Aim
Rewrite all of the items below, replacing "point_to" with "mark_spot" and keeping everything else the same. Omit the pictures from your answer.

Stored data
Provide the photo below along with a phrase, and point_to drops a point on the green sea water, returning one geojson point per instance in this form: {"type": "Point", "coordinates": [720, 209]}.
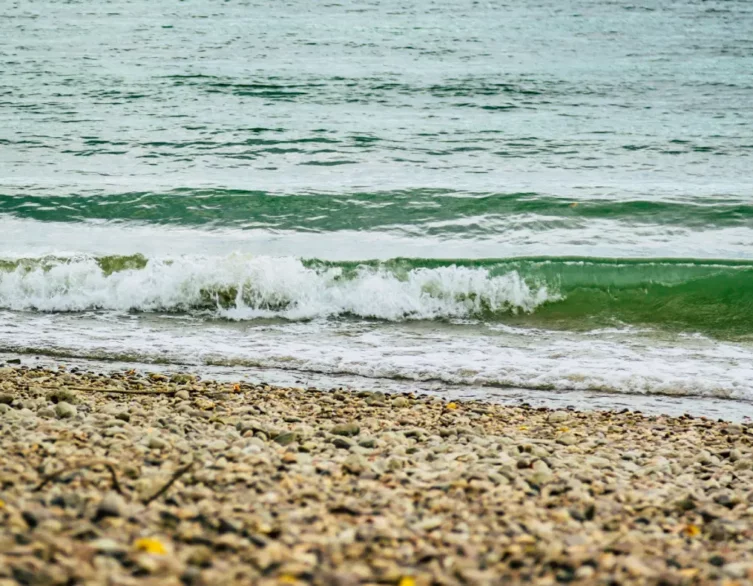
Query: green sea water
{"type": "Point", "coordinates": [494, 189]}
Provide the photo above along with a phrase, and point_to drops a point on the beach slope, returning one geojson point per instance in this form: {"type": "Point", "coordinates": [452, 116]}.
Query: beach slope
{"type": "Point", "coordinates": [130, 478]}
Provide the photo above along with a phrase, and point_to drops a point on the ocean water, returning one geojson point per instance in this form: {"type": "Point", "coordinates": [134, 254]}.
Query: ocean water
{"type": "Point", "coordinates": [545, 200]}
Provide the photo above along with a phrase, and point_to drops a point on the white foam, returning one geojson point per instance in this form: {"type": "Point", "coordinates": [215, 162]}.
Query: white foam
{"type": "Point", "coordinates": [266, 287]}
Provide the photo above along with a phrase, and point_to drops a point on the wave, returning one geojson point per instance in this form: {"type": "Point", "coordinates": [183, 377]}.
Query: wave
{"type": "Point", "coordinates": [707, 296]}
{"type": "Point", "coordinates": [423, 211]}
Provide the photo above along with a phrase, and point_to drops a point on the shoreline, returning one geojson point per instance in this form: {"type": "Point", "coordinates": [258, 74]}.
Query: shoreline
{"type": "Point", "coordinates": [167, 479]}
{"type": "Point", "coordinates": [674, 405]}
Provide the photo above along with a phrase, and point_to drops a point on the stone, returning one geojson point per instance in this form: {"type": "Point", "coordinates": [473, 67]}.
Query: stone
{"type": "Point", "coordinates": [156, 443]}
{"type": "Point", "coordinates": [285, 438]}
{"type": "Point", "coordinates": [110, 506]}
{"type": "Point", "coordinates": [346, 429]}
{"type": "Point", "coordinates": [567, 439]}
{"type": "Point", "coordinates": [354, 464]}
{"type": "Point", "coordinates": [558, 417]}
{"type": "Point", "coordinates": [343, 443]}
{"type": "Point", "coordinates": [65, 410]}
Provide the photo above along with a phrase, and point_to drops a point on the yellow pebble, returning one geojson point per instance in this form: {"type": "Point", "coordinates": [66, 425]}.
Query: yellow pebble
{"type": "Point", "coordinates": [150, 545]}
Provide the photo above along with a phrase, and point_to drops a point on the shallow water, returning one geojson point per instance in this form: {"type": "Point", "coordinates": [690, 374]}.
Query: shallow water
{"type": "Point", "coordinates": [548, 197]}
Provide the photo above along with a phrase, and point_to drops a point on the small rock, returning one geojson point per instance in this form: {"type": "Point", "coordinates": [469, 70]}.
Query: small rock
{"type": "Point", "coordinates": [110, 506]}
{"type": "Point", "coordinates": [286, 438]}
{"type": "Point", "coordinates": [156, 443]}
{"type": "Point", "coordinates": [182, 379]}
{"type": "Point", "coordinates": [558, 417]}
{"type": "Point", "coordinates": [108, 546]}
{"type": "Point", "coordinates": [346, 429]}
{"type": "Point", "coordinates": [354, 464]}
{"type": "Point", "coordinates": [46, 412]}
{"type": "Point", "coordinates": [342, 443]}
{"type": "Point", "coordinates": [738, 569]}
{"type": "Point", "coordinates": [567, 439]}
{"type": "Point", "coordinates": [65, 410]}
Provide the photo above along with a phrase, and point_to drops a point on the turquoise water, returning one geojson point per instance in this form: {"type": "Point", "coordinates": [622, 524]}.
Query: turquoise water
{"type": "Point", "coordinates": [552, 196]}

Final result
Provide the photo below along with a phrase, and mark_spot drops a point on the green sea water, returning one geojson point per instance in this form: {"type": "Point", "coordinates": [720, 209]}.
Query: green sea water
{"type": "Point", "coordinates": [494, 189]}
Provide the photo above along with a phrase, and mark_spot drops a point on the beach slope, returning one geojson point per instance in this form: {"type": "Point", "coordinates": [452, 116]}.
Query: beach slope
{"type": "Point", "coordinates": [130, 478]}
Provide the photo above along with a phrase, and mark_spot drops a point on the ocean water, returning one geojson point per instance in this form: {"type": "Point", "coordinates": [134, 254]}.
Query: ocean water
{"type": "Point", "coordinates": [545, 200]}
Provide the photo above along with a phrase, and mark_spot drops a point on the white foam, returning one geojson point per instance in this form: {"type": "Point", "coordinates": [215, 162]}.
Query: white foam
{"type": "Point", "coordinates": [266, 287]}
Provide the photo above along with a phrase, and mark_spot drops a point on the wave, returning one geojson point per instance in this form: {"type": "Point", "coordinates": [183, 377]}.
Query: wave
{"type": "Point", "coordinates": [707, 296]}
{"type": "Point", "coordinates": [423, 211]}
Provide the photo above along with a phrase, and mark_spot drops a point on the shoreline, returning one geojson point per instance in this form: {"type": "Point", "coordinates": [258, 74]}.
Query: shoreline
{"type": "Point", "coordinates": [167, 479]}
{"type": "Point", "coordinates": [674, 405]}
Provide the photo above along with a phrase, and mark_spot drops a point on the stone, returning one geojson point per instance in this form: {"type": "Point", "coordinates": [473, 67]}.
Query: stone
{"type": "Point", "coordinates": [156, 443]}
{"type": "Point", "coordinates": [285, 438]}
{"type": "Point", "coordinates": [110, 506]}
{"type": "Point", "coordinates": [346, 429]}
{"type": "Point", "coordinates": [567, 439]}
{"type": "Point", "coordinates": [354, 464]}
{"type": "Point", "coordinates": [558, 417]}
{"type": "Point", "coordinates": [343, 443]}
{"type": "Point", "coordinates": [65, 410]}
Provide the photo above along with a phrase, and mark_spot drops a point on the yellow pebble, returning one geojson point per instance in this form: {"type": "Point", "coordinates": [66, 425]}.
Query: yellow pebble
{"type": "Point", "coordinates": [150, 545]}
Provide the photo above along with a phrase, and mark_spot drops a point on the shallow water, returning one geojson point per instance in this form: {"type": "Point", "coordinates": [690, 374]}.
Query: shallow water
{"type": "Point", "coordinates": [548, 197]}
Provide the photo above along with a phrase, and mark_spot drops a point on the small rock, returning one geojson point per instance in this form: {"type": "Point", "coordinates": [469, 70]}.
Query: small rock
{"type": "Point", "coordinates": [110, 506]}
{"type": "Point", "coordinates": [286, 438]}
{"type": "Point", "coordinates": [156, 443]}
{"type": "Point", "coordinates": [182, 379]}
{"type": "Point", "coordinates": [558, 417]}
{"type": "Point", "coordinates": [108, 546]}
{"type": "Point", "coordinates": [346, 429]}
{"type": "Point", "coordinates": [354, 464]}
{"type": "Point", "coordinates": [46, 412]}
{"type": "Point", "coordinates": [342, 443]}
{"type": "Point", "coordinates": [738, 569]}
{"type": "Point", "coordinates": [567, 439]}
{"type": "Point", "coordinates": [65, 410]}
Provide the photo above along with a phrase, and mark_spot drops a point on the turquoise water, returning one geojson point per instance in this form: {"type": "Point", "coordinates": [622, 524]}.
Query: turquoise water
{"type": "Point", "coordinates": [552, 196]}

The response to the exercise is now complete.